--- BEGIN INFORMATION SHOWN ---

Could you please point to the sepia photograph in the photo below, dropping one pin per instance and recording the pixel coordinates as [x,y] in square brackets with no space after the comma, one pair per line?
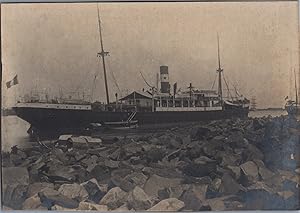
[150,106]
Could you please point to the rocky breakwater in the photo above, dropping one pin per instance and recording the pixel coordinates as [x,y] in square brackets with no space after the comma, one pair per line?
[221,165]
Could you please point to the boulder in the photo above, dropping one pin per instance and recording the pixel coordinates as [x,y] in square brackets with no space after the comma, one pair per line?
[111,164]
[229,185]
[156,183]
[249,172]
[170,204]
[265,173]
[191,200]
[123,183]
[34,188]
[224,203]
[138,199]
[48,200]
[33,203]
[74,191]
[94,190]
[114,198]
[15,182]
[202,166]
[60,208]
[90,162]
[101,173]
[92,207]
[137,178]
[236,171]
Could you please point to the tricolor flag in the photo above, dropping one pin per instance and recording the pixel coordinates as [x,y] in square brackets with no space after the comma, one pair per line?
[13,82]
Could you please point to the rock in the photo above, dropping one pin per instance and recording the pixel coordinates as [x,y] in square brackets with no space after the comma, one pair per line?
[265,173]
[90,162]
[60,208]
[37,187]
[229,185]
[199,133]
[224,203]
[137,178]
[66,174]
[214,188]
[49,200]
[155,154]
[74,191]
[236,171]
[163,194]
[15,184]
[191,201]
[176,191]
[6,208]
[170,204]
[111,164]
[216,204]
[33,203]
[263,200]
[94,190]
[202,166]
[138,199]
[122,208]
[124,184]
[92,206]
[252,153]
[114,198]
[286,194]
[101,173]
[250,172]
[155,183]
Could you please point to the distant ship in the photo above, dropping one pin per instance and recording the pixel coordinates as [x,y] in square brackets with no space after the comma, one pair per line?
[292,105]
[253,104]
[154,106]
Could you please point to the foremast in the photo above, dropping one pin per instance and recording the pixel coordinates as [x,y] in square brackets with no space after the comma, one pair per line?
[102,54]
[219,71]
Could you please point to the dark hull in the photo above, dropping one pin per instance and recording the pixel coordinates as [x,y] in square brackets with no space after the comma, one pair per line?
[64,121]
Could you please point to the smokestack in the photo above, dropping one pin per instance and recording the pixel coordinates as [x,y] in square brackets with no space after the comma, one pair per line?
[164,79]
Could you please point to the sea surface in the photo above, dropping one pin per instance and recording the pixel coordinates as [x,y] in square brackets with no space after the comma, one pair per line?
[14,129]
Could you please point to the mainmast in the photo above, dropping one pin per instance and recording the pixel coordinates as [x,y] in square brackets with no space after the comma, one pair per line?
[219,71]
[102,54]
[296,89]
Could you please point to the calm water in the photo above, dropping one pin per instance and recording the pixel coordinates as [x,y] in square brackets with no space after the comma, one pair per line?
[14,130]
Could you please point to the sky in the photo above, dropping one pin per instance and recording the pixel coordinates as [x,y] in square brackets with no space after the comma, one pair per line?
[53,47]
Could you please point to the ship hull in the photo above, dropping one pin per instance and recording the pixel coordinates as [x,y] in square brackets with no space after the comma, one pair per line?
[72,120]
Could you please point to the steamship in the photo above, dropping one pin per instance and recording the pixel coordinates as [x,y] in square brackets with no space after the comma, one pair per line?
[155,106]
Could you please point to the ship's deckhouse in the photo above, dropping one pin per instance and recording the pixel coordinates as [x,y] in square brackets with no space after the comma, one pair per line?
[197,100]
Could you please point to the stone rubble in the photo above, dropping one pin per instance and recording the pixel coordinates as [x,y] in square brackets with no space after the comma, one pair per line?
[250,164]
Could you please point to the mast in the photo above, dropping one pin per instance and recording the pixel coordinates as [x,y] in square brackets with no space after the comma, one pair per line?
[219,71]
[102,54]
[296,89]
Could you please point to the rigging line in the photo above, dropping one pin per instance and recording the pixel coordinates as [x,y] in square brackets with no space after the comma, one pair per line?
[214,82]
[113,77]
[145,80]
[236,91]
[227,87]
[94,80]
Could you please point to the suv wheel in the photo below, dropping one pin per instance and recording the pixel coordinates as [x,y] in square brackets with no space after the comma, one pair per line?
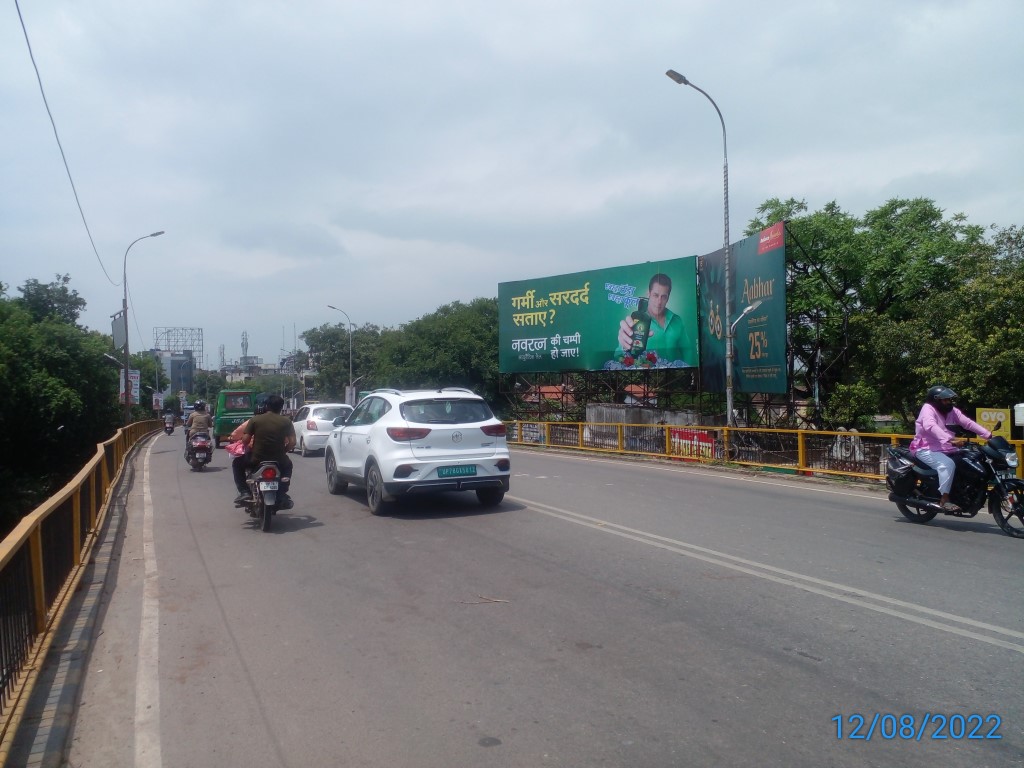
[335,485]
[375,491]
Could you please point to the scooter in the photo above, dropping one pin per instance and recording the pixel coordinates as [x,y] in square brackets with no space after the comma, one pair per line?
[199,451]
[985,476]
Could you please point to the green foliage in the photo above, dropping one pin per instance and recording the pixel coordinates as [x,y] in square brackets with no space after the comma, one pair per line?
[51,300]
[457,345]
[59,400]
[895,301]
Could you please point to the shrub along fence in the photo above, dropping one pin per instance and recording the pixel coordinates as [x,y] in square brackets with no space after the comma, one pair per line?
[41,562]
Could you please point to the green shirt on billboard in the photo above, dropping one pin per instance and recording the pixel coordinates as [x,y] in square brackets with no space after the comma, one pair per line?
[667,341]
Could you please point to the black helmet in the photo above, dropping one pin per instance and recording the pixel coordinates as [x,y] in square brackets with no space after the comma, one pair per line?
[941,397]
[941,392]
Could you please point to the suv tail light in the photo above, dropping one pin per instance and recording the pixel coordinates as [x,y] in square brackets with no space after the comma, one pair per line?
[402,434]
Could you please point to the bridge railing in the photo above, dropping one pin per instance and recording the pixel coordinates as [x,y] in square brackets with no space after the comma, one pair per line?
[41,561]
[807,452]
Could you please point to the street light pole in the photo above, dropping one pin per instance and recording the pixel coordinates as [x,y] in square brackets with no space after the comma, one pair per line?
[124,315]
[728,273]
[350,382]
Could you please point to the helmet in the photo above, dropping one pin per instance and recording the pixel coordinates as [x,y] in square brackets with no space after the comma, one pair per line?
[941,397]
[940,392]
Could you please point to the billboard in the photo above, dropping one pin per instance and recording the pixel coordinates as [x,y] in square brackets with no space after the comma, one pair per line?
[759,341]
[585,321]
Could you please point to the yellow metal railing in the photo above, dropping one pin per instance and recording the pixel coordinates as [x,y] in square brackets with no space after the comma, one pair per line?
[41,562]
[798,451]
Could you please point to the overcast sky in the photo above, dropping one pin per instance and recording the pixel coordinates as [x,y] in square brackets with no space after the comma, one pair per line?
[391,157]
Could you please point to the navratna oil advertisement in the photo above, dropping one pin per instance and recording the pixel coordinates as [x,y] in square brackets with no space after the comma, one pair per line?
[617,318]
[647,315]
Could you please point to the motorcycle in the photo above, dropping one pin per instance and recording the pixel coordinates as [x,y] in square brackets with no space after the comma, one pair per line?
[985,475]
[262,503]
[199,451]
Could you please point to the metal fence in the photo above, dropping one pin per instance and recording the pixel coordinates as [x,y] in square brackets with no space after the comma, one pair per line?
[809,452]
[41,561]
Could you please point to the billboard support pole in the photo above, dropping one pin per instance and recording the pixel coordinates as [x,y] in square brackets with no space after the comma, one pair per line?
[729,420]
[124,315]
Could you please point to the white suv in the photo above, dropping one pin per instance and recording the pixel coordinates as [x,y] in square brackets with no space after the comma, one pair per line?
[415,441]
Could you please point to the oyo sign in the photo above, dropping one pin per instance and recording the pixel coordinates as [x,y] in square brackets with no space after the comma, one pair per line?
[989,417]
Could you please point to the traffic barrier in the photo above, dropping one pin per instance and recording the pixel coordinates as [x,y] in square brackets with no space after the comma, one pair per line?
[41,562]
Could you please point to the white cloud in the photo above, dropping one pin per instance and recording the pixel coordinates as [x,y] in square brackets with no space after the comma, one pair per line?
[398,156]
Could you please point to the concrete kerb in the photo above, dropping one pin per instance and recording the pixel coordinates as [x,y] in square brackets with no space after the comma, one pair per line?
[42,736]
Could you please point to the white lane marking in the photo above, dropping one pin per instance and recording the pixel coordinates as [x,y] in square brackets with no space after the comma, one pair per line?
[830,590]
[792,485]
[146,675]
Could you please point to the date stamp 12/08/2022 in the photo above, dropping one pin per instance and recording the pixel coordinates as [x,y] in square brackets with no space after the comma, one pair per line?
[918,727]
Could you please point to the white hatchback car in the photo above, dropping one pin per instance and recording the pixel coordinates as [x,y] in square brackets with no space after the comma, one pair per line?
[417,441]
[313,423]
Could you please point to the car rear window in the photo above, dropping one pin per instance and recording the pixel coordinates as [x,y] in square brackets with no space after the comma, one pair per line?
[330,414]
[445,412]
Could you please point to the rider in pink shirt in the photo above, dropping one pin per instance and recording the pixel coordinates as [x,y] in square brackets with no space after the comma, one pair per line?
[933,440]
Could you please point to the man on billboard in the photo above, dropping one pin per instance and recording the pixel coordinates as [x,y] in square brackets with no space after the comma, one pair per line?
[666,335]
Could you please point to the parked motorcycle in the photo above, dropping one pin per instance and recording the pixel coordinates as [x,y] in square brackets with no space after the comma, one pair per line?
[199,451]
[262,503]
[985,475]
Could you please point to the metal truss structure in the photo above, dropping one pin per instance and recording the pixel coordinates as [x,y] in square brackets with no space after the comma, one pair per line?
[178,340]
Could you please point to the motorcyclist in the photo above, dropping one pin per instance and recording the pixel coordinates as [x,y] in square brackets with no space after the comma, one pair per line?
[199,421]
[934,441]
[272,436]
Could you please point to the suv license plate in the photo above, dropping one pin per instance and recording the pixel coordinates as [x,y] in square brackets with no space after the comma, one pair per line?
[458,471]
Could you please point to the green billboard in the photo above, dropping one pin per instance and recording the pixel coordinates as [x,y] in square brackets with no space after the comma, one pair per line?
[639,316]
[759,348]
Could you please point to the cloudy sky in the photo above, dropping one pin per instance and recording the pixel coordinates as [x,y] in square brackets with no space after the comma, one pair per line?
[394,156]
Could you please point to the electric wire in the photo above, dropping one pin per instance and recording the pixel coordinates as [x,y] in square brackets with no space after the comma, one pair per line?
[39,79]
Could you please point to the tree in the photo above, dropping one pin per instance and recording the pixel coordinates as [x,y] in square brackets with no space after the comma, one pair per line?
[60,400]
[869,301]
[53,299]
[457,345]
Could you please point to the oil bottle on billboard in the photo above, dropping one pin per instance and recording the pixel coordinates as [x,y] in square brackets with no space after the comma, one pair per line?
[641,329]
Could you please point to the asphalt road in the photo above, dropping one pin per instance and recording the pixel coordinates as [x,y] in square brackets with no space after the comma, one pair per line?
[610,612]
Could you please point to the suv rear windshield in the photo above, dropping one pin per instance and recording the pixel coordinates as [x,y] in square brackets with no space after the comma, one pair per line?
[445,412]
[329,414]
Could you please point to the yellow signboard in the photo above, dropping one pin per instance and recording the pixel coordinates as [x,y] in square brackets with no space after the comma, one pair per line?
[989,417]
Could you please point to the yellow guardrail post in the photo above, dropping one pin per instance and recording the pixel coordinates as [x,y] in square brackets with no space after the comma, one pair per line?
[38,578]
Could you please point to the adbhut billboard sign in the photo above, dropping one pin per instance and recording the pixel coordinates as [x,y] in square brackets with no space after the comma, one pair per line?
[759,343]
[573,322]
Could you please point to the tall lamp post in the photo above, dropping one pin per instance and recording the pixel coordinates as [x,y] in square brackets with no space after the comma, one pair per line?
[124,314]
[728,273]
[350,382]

--- END INFORMATION SHOWN ---

Print exactly the lines above, starting at the line that contains "Could you please point to the asphalt" and ending with the last line of the records, both included.

◆ **SOLUTION TO THIS TASK**:
Could you please point to the asphalt road in the photo above, dropping one pin per instance and recording the pixel coordinates as [x,y] in square brackets with no space after the comma, one pair per line?
[610,612]
Could you please point to the suv rear windshield in the photo above, dropping one pin per instance and recording the pixel coordinates as [x,y] in square brackets with no space after the comma, one pair per line?
[445,412]
[329,414]
Could you please point to the yellow signboard in the photo above, dropping one pin per instance and recording the pixel coordinates as [x,y] in square brackets with no space after the comma, one pair per line?
[989,417]
Could you please point to the yellow guardrail post in the photo above, dropping one pin per instance and recording the pixel coordinates as [x,y] in square brackets with no space after the comma, one pair per line?
[38,578]
Could you please point to the adbhut billboard sign in the photo above, dropping one pin per instance and recording the pixel coordinates as [x,y] in square brackets with no space after the comma, one pair per line?
[759,343]
[573,322]
Could you please point to the tall lamp post in the photo above, dropping one pin per instance and recording the pixel coordinates as [x,y] in square brackets with no space after the comma, one pair per line?
[124,314]
[728,273]
[350,382]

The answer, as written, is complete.